▶ **REQUEST**
Count the lines in the records below that contain the string "canopy". Reply with the number alone.

▶ **EXERCISE MATERIAL**
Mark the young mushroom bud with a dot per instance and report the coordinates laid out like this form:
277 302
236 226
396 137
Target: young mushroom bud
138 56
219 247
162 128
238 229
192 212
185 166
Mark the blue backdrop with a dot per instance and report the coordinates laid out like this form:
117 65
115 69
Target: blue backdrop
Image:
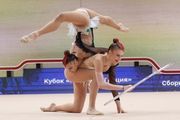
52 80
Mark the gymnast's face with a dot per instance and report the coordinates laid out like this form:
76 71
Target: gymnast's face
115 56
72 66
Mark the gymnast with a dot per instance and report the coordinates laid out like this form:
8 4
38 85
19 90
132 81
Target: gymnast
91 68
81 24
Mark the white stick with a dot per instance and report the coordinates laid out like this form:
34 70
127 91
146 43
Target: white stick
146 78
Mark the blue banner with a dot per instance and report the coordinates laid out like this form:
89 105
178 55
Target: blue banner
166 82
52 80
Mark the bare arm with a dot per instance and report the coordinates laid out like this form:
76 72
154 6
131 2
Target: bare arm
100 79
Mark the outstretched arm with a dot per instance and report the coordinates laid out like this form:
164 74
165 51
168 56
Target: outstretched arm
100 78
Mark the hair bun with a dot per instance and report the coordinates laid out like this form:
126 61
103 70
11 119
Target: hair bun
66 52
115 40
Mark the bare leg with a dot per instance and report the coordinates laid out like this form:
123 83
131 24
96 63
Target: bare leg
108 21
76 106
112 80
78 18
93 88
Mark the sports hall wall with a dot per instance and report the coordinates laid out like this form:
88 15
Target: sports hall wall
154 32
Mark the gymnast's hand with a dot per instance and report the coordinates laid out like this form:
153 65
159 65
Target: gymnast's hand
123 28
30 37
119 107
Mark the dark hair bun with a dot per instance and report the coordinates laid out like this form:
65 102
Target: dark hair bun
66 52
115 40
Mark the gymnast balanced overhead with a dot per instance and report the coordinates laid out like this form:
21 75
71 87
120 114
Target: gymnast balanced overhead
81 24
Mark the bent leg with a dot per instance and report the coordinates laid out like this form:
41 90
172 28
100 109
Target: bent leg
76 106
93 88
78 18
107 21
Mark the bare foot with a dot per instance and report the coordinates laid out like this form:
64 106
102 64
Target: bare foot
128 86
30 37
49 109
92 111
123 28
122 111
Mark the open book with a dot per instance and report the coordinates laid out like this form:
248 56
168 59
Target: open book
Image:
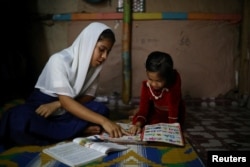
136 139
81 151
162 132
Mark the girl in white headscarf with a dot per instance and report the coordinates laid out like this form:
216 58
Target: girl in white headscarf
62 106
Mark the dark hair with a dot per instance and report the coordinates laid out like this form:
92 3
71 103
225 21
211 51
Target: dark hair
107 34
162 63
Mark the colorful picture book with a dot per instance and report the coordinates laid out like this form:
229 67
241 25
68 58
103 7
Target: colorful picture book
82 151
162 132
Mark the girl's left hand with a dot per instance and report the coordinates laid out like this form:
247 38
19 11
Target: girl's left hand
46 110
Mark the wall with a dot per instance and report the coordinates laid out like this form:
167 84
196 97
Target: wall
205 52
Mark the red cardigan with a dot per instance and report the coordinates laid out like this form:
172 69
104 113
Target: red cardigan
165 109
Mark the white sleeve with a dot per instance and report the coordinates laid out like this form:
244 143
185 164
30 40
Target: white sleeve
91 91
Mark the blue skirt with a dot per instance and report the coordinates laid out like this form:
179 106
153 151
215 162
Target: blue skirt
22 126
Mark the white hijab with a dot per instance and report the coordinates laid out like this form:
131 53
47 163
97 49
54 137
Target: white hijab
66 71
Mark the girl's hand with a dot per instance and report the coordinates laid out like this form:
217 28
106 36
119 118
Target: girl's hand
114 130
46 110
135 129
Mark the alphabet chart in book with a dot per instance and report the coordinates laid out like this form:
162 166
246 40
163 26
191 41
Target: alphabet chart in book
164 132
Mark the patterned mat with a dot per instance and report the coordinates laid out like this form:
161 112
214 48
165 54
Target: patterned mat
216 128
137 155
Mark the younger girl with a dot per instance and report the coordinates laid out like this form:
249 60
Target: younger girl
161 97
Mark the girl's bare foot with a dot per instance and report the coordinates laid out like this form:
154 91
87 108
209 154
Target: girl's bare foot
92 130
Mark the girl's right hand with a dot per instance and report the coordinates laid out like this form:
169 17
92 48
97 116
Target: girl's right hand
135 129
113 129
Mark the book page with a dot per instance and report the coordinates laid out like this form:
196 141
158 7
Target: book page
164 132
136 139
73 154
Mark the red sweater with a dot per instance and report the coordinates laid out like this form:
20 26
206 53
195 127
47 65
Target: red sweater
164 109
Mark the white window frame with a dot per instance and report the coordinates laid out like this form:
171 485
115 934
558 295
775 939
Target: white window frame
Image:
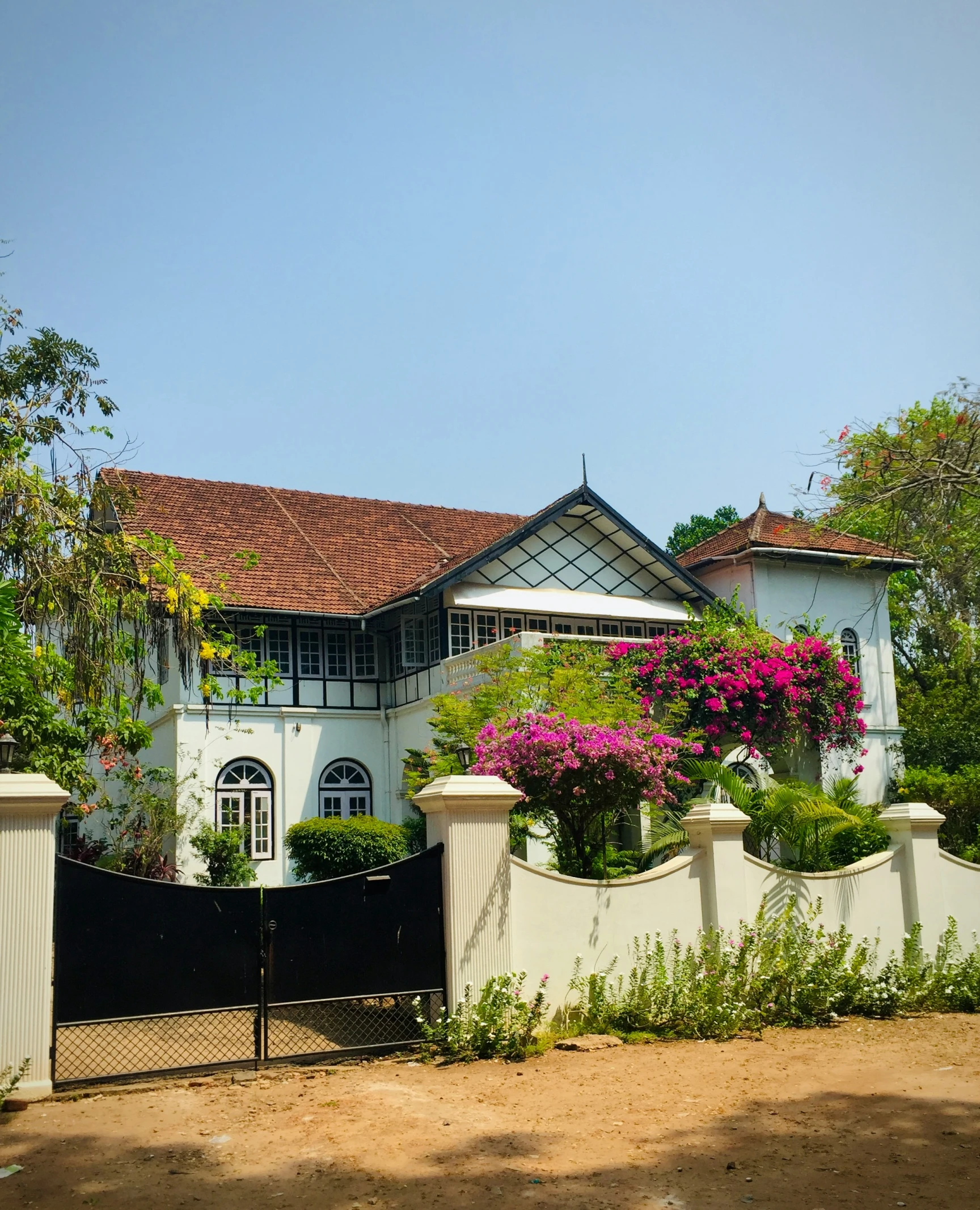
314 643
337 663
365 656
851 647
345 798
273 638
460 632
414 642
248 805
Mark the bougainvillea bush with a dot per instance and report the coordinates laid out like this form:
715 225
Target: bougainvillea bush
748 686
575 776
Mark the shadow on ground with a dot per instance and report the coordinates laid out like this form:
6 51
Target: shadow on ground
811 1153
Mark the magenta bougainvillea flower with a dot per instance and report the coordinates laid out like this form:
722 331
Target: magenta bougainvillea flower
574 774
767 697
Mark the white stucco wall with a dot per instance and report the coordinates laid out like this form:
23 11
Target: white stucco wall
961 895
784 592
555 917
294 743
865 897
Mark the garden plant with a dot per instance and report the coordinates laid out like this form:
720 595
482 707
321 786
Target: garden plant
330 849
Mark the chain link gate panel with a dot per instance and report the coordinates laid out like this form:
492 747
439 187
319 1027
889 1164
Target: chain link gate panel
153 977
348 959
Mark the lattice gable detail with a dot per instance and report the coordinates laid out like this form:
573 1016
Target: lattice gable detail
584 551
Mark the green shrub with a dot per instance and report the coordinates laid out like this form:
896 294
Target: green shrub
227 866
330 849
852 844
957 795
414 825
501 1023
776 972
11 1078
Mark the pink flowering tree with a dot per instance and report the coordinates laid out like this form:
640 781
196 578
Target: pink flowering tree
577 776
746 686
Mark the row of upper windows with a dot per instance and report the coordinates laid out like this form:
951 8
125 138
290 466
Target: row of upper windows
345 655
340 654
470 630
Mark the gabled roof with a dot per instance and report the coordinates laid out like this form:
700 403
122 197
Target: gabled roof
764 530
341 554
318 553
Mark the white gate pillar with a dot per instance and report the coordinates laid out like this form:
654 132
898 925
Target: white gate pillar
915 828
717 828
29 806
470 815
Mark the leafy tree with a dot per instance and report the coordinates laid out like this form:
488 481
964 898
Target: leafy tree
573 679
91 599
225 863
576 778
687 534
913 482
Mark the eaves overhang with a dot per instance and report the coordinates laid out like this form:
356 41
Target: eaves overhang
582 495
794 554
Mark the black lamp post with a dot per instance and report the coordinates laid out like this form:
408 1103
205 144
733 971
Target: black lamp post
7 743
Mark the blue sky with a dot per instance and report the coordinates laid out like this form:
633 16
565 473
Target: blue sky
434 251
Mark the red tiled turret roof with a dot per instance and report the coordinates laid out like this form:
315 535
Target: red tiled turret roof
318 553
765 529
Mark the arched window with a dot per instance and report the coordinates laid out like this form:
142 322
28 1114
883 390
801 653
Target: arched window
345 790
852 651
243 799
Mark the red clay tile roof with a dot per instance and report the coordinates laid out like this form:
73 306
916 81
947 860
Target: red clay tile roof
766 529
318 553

--

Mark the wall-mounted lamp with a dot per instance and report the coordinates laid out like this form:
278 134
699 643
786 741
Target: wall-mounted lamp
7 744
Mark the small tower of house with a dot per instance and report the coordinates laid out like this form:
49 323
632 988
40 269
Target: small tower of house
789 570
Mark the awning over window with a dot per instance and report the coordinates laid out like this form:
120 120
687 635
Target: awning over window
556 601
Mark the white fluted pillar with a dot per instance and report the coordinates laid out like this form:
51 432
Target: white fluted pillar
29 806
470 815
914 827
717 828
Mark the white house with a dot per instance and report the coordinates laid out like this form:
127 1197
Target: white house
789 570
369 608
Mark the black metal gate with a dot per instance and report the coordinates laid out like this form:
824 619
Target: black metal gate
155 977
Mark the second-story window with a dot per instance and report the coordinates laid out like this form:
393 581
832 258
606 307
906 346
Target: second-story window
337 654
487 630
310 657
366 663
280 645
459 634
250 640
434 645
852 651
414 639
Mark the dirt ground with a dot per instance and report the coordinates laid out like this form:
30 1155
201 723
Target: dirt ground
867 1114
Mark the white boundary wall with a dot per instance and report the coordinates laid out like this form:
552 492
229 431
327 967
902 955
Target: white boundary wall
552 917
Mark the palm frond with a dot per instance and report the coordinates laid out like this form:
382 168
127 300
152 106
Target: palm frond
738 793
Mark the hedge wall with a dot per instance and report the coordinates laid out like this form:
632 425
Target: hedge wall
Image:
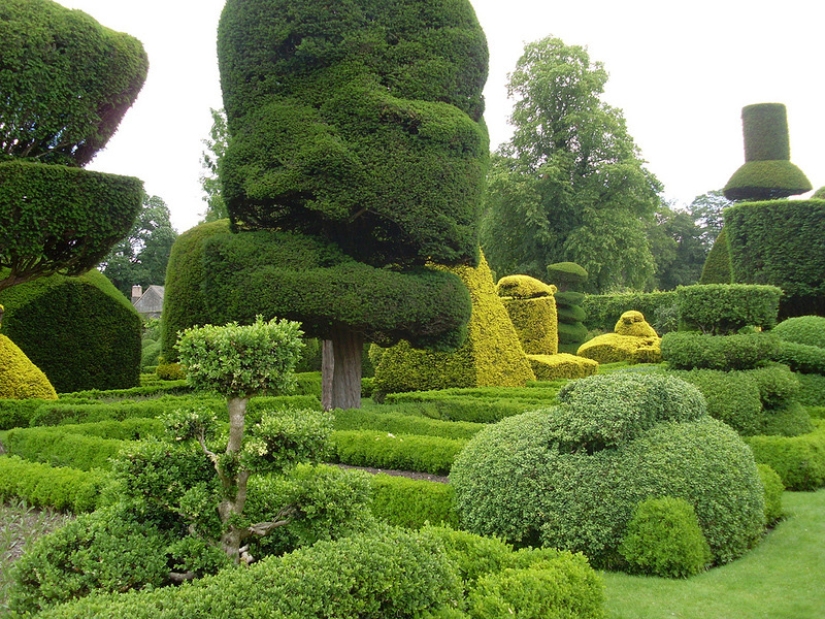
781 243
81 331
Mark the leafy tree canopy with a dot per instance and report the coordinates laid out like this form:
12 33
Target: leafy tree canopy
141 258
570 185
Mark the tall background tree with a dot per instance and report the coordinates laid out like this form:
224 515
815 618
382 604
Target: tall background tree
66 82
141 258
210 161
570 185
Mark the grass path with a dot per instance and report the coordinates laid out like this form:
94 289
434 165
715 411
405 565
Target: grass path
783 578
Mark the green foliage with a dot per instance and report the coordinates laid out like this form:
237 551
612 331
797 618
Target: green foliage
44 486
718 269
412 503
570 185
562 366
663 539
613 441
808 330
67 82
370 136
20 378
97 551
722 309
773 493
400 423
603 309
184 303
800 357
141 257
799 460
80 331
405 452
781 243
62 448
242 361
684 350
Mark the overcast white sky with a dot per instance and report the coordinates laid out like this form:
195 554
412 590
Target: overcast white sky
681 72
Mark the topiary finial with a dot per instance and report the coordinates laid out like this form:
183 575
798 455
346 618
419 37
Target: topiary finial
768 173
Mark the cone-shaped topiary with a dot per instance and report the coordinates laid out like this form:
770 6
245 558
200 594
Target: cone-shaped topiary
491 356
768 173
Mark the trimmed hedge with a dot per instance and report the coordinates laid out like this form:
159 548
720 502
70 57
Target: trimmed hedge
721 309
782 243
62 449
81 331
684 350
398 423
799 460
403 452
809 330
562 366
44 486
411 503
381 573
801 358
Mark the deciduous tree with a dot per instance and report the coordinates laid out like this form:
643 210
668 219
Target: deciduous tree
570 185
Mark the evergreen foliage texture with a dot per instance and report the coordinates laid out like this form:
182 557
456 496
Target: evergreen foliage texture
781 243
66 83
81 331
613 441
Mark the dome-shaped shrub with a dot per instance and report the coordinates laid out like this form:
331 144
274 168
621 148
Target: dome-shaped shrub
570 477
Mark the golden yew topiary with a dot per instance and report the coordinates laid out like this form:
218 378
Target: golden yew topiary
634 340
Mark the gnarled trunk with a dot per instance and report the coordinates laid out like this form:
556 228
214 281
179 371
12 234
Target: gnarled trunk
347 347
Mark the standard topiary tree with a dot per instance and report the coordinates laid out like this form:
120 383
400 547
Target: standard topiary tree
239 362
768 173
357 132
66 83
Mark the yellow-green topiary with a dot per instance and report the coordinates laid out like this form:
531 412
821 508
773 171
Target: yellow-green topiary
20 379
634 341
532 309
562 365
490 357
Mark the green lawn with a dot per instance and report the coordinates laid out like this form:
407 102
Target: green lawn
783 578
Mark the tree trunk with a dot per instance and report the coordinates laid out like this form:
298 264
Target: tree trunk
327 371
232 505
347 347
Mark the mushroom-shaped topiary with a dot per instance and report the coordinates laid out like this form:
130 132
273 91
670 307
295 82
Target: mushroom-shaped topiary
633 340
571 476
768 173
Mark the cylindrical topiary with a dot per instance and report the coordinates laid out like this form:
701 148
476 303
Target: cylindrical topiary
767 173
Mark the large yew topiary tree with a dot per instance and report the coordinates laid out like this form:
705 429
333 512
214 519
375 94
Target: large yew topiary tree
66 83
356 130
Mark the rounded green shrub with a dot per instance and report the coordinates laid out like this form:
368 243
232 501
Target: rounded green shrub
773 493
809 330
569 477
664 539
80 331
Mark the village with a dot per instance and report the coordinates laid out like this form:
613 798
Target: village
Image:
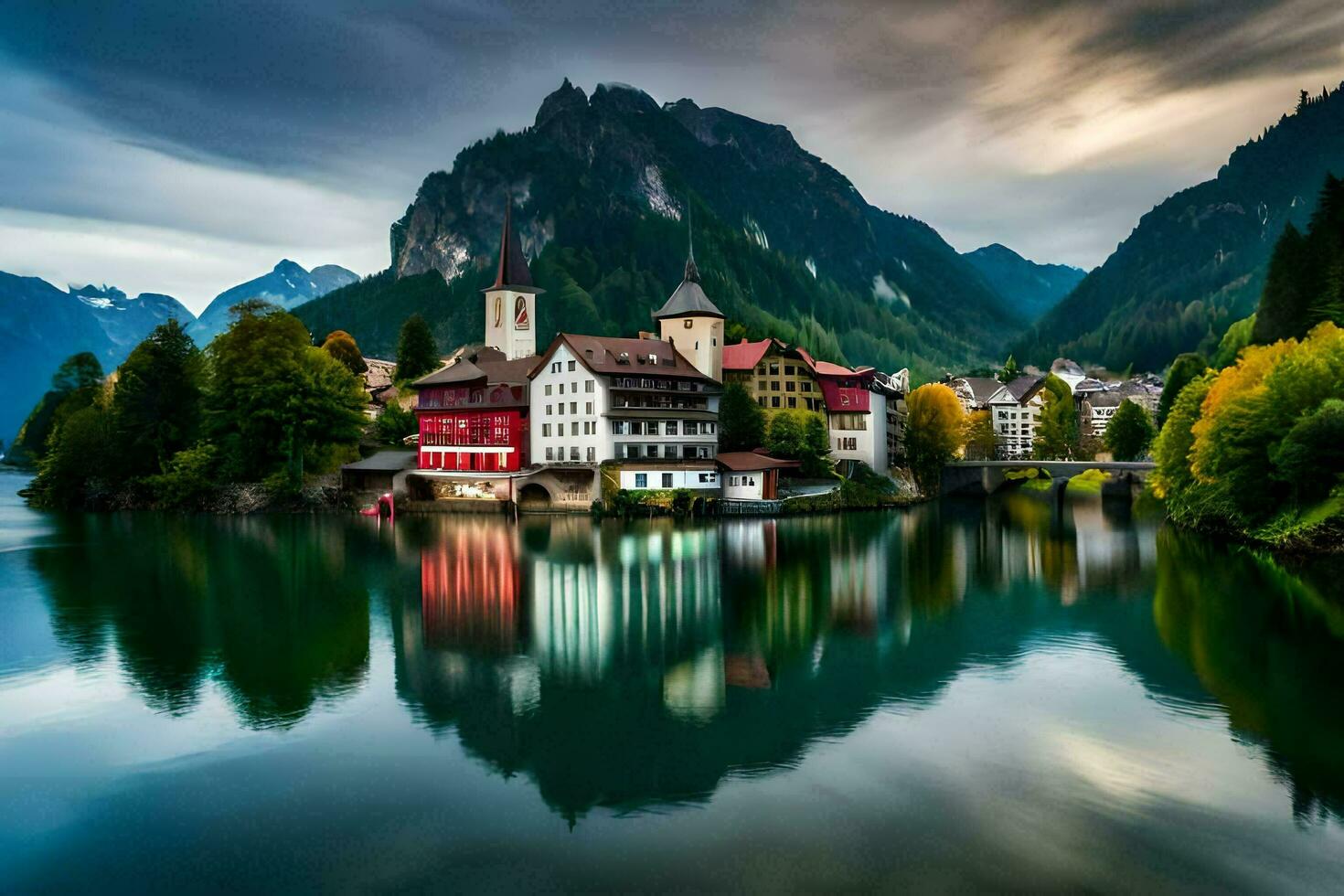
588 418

▶ **RESULT FOR THIS TASK**
2